» PROBLEM TO WORK ON
Copy out all of the entries below, swapping every "pick out" for "mark" and changing nothing else.

» MATERIALS PROVIDED
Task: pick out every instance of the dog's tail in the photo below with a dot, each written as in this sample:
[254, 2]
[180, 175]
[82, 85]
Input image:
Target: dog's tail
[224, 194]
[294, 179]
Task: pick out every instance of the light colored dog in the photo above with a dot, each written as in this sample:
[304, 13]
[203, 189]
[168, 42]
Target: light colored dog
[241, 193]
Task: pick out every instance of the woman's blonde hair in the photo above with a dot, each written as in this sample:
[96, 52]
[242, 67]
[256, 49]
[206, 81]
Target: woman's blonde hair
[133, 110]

» THE OUTPUT
Task: mark every instance of the dog's tail in the photo below with a dot, each written as in this sample:
[254, 2]
[180, 175]
[82, 85]
Input image:
Target: dog's tail
[224, 194]
[294, 179]
Task: mark every instance of the light colored dog in the photo above with a dot, each written as in this sample:
[304, 13]
[203, 189]
[168, 42]
Target: light colored dog
[241, 193]
Task: mark every instance of the woman's blonde hair in the photo above with a dot, each written as in this sample:
[96, 52]
[242, 67]
[256, 49]
[206, 81]
Target: woman's blonde hair
[133, 110]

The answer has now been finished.